Waartoe beperkte het hoger beroep van de Ontvanger zich volgens het artikel?

▶ Artikel

+++++

De rechtbank is verder van oordeel dat de beslissing van de Ontvanger om hoger beroep in te stellen niet onrechtmatig was. Het hoger beroep van de Ontvanger beperkte zich tot het oordeel van de rechtbank over de naheffingsaanslag 2009. Uit de omstandigheid dat [eiser] in hoger beroep niet langer bestreed dat de curator de naheffingsaanslag 2009 had ontvangen (wat voor de rechtbank de grond vormde om [eiser] niet aansprakelijk te houden voor de door [bedrijf] verschuldigde omzetbelasting 2009), volgt dat de Ontvanger niet onrechtmatig handelde door van dit oordeel in hoger beroep te komen. Het debat tussen partijen spitste zich in hoger beroep toe op de nieuwe stelling van [eiser] , dat [bedrijf] niet in gebreke was toen de Ontvanger hem aansprakelijk stelde omdat de curator bezwaar had gemaakt tegen de naheffingsaanslag 2009 waarop door de Inspecteur nog niet was beslist. Niet is gebleken dat de Ontvanger zich in dat debat heeft gebaseerd op feiten en omstandigheden waarvan hij de onjuistheid kende of op stellingen waarvan hij op voorhand moest begrijpen dat deze geen kans van slagen hadden. Weliswaar heeft het hof de stellingen van de Ontvanger verworpen, maar uit de motivering van het hof blijkt niet dat die stellingen evident ongegrond waren. Dat het hof dit ook niet vond, kan worden afgeleid uit het feit dat het hof het verzoek van [eiser] om een werkelijke proceskostenvergoeding heeft afgewezen. Weliswaar heeft het hof volstaan met de overweging dat geen bijzondere omstandigheden aanwezig waren, maar het is aannemelijk dat het hof daarbij voor ogen heeft gehad of de Ontvanger tegen beter weten in heeft geprocedeerd of in vergaande mate onzorgvuldig heeft gehandeld. Het is namelijk vaste rechtspraak dat dit voor de bestuursrechter de gronden zijn om in afwijking van de forfaitaire tarieven van het Besluit proceskosten bestuursrecht een werkelijke proceskostenveroordeling uit te spreken. Voor zover [eiser] stelt dat de Ontvanger in hoger beroep steeds nieuwe (kansloze) argumenten verzon om koste wat kost de zaak te winnen en er niet voor schuwde om te liegen om dat doel te bereiken, heeft hij zijn stelling in het licht van de gemotiveerde betwisting van de Ontvanger onvoldoende onderbouwd. Het dossier biedt onvoldoende aanknopingspunten om dit te kunnen aannemen. Uit niets blijkt dat (zoals [eiser] stelt en de Ontvanger betwist) de Ontvanger heeft gelogen over de ontvangst van het bezwaarschrift tegen de naheffingsaanslag 2009.

+++++

▶ Getoonde gegevens
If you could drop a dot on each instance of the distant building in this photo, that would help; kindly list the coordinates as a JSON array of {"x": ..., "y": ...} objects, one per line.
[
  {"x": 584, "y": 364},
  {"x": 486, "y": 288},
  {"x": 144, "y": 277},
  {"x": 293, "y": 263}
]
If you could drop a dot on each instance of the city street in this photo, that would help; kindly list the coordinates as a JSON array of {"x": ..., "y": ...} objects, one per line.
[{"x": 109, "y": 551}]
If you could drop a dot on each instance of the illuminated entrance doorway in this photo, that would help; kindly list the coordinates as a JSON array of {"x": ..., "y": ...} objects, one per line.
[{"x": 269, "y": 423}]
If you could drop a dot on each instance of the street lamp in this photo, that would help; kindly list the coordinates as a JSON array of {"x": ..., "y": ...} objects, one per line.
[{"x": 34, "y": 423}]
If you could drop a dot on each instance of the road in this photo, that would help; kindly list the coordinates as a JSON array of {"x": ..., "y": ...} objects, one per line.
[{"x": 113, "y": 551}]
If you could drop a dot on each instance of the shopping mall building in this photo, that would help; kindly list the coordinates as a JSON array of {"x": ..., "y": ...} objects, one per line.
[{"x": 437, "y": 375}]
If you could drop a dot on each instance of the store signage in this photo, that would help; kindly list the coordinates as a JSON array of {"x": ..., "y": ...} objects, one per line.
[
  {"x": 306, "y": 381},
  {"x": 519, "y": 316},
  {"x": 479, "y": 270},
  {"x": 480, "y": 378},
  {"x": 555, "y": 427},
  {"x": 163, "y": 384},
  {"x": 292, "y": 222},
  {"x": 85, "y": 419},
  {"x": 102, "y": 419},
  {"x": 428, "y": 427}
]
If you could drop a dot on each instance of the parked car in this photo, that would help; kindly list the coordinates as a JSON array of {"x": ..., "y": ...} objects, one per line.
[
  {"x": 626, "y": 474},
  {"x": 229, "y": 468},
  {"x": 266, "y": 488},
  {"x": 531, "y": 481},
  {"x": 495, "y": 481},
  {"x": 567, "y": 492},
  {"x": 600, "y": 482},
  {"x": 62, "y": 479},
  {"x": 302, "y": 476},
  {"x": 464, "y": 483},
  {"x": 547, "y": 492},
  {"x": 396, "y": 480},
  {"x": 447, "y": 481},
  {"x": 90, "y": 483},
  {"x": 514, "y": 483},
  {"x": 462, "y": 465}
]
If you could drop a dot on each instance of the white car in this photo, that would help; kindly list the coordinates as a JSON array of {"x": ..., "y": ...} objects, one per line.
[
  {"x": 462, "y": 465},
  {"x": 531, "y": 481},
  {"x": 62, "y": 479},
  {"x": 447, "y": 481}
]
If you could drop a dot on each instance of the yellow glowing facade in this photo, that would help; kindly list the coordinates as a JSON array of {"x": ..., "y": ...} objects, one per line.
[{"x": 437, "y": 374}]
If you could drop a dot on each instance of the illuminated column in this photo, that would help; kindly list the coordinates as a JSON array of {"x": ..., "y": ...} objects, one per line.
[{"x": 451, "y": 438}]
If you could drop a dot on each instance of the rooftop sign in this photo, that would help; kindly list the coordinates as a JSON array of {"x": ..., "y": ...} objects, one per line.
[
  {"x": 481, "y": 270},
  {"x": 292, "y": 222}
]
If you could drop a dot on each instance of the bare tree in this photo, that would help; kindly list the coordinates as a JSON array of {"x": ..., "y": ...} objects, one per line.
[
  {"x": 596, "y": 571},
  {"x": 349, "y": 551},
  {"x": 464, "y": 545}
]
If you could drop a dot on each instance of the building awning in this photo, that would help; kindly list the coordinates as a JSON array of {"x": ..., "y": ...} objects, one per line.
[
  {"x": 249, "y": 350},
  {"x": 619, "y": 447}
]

+++++

▶ Oplossing
Tot het oordeel van de rechtbank over de naheffingsaanslag 2009.